**Objective**
Could you give these lines again with every "quickstart" swapped for "tutorial", changing nothing else and leaving out the pictures?

**Data listing**
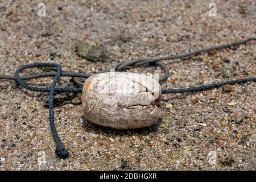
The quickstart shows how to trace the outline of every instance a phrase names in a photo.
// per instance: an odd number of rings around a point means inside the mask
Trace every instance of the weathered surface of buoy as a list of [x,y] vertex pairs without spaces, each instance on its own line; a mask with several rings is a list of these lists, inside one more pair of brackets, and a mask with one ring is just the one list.
[[160,86],[152,75],[102,73],[85,82],[82,113],[89,121],[102,126],[143,127],[159,118],[160,93]]

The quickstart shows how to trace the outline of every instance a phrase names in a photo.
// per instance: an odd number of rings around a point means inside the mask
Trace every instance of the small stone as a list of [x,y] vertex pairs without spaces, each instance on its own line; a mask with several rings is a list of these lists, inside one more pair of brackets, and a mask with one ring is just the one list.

**Reply to the exercise**
The tutorial shows how to trace the outline of every instance a phrase names in a photo.
// per instance: an odd number of rings around a point means inside the mask
Trace every instance of the weathered surface of buoy as a list of [x,y] vertex pairs without spaces, each instance on its own line; a mask with several rings is a list of these lists, inside one more pair of brackets, and a mask with one ring is just the one list.
[[160,86],[152,75],[102,73],[85,82],[82,113],[89,121],[102,126],[143,127],[159,118],[160,93]]

The tutorial shows how to trace the outline of every instance a phrase names in a photo.
// per instance: an odd number of rings around a point means inside the mask
Trace every instance of the small stone as a list of [x,y] vertex pairs without spaces, each instance on its own line; a mask with several rings is a list of these lists, inside one more pair of brackets, and a mask with one ring is just the one list.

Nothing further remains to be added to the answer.